▶ _EXTRACT_:
-- START --

Last week was Yom Kippur, which is a holiday I love even though I am not Jewish. My parents are Catholic – my mom the only one practicing – but growing up, we were invited to enough Passover Seders that hearing the words: Baruch atah Adonai elohaynu melech ha’olam instantly reminds me of spring. I don’t celebrate Yom Kippur but I wish I did. We should all have a day to look inside, to take stock and be quiet with what we find.

As a Catholic, I went to confession. I always hated confession, the way I had to pull that velvet curtain back, kneel down and tell the priest my sins. I lived in a small town and it was a pretty good bet he could recognize my voice. Bless me father for I have sinned, I always began, and he usually gave me an Our Father and three Hail Marys to say for penance, which I did after I left the vestibule. This time, I would kneel in relief, bowing in the bright light that filtered through the stained glass windows of the church.

In the chakra system, the element of atonement is in our throat, where we express our ability to choose – what we say yes to and what we say no to. Do we choose our own will or a divine will? The fifth chakra is a yogic version of Yom Kippur, or as Caroline Myss so beautifully describes it, a place where “we call our spirits back.”

-- END --

▶ _EXTRACTED INFORMATION_:
-- START --

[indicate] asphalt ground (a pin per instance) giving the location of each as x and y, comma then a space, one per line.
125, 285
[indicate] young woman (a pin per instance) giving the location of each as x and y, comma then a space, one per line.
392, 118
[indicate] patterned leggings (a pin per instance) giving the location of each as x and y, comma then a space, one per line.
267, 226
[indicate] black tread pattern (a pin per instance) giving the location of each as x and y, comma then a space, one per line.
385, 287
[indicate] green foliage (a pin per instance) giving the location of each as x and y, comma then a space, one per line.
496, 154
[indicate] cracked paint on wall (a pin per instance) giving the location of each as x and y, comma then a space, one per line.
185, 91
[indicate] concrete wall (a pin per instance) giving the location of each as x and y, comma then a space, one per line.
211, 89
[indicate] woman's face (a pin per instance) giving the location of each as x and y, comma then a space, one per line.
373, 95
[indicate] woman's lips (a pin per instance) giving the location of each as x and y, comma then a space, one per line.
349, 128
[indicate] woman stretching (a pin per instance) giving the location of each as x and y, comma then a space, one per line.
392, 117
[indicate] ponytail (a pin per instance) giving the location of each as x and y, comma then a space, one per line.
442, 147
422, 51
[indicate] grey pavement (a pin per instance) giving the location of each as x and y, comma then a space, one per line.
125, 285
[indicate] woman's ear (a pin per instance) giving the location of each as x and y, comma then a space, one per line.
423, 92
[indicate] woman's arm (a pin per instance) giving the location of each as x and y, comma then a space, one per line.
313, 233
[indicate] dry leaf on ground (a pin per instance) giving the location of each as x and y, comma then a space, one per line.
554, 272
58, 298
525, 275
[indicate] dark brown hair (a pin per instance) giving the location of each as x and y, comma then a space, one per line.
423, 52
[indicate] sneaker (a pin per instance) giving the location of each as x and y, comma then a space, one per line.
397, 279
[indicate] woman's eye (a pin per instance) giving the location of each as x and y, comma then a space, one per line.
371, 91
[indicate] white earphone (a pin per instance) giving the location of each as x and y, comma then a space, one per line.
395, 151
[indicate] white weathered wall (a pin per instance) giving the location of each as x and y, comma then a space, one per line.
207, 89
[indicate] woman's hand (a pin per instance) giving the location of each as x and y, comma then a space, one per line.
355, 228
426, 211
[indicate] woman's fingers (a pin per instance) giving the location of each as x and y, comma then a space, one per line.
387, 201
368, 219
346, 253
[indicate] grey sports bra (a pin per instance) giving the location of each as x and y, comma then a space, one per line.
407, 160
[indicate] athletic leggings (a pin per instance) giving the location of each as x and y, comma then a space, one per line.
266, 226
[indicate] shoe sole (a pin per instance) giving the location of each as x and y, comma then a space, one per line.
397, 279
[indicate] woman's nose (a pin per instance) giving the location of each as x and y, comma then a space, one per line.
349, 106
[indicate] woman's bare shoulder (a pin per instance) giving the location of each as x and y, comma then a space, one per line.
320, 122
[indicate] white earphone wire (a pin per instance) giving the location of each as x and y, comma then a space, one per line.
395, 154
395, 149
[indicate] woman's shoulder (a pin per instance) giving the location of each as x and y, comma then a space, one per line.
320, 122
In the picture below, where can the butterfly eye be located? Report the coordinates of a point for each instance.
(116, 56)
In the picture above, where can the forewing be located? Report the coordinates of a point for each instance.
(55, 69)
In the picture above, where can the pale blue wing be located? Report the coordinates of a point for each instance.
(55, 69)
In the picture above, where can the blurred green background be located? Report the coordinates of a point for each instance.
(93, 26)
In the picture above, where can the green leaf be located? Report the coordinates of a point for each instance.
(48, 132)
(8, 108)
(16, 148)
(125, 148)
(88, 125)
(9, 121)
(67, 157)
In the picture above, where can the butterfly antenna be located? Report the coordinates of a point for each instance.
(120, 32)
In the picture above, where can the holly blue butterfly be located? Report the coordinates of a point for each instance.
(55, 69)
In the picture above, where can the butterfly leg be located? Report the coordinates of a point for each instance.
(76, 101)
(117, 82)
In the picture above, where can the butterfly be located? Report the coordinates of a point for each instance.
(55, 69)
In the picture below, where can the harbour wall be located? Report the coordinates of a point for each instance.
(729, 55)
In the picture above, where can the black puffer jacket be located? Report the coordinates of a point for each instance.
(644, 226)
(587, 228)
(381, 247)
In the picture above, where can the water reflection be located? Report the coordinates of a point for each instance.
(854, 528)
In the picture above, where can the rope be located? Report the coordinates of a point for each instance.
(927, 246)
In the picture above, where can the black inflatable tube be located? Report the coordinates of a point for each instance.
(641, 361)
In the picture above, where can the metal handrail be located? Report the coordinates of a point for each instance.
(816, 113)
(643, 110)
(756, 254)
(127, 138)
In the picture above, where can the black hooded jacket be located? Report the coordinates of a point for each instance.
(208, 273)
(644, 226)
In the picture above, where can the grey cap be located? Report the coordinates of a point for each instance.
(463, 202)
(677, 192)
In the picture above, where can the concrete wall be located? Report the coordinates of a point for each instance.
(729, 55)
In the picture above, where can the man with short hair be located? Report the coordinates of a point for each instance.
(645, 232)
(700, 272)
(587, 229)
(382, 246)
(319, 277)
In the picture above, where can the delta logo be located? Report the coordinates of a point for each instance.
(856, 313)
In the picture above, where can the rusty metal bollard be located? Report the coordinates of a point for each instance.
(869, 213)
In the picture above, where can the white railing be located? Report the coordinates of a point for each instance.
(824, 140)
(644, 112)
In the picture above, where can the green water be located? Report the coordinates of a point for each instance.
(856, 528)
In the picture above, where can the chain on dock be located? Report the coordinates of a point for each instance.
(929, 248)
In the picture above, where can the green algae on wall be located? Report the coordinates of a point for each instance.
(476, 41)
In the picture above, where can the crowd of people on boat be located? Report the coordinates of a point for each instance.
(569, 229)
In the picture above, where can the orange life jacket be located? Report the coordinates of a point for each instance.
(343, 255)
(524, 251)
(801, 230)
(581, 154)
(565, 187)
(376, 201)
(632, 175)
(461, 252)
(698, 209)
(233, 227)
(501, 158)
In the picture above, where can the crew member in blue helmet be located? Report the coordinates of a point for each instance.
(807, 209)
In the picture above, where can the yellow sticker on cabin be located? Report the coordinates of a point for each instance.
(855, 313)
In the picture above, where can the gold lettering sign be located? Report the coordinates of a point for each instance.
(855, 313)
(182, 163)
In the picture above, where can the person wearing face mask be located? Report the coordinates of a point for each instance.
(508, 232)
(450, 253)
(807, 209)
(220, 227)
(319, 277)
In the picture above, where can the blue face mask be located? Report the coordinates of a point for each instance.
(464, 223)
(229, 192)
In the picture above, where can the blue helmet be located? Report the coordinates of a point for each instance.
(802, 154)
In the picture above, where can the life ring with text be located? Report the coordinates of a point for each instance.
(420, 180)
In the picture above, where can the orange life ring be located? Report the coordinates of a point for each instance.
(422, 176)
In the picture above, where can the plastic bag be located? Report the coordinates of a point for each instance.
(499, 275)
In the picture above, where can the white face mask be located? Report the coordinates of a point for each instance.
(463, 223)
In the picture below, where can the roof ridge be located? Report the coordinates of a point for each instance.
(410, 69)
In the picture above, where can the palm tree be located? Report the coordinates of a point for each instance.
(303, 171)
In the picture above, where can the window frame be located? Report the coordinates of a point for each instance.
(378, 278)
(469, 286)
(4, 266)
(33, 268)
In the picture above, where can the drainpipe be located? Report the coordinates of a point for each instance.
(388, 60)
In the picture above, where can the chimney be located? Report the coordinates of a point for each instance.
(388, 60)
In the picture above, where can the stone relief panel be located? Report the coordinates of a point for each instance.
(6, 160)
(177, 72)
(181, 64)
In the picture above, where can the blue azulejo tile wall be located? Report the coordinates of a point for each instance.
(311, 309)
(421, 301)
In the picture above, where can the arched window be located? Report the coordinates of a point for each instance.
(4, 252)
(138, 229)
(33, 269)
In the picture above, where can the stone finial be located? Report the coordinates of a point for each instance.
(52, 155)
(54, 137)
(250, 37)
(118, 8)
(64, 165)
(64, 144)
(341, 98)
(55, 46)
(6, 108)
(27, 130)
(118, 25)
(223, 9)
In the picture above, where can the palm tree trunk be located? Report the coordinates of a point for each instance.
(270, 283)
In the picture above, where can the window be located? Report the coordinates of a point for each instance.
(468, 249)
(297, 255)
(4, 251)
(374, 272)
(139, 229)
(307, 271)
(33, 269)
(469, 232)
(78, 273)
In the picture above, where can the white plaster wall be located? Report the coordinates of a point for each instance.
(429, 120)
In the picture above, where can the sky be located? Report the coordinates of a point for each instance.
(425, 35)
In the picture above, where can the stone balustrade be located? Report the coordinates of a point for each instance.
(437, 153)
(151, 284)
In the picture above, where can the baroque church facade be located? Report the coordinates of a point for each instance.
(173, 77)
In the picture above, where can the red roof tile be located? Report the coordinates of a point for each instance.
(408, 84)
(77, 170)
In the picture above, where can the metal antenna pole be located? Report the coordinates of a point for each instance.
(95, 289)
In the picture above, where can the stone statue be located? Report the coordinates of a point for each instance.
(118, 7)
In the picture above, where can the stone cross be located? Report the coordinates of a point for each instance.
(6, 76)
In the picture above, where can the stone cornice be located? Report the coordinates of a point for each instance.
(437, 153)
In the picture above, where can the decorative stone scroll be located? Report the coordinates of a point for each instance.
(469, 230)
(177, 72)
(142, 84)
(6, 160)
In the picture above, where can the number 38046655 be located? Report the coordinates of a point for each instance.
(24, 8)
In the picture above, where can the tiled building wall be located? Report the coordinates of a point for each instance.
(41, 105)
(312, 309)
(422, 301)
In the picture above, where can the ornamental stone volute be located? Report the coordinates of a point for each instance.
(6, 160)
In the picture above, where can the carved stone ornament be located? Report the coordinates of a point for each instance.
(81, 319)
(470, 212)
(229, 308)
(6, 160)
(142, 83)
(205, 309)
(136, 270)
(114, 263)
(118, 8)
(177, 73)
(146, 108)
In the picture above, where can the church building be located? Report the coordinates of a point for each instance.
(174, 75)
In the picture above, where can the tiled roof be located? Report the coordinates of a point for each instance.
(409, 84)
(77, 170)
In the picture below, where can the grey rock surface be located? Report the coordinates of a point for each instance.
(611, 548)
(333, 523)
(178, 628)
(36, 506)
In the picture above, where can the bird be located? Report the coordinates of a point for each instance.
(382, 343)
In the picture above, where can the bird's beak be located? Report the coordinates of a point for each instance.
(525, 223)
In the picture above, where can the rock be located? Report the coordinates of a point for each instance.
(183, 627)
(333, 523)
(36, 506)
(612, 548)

-- END --

▶ _YOUR OBJECTIVE_:
Quote the Yom Kippur reflection word for word, starting with "As a Catholic, I" and going on through "of the church.". Work from the Yom Kippur reflection alone, not from the material.

▶ _TASK RESULT_:
As a Catholic, I went to confession. I always hated confession, the way I had to pull that velvet curtain back, kneel down and tell the priest my sins. I lived in a small town and it was a pretty good bet he could recognize my voice. Bless me father for I have sinned, I always began, and he usually gave me an Our Father and three Hail Marys to say for penance, which I did after I left the vestibule. This time, I would kneel in relief, bowing in the bright light that filtered through the stained glass windows of the church.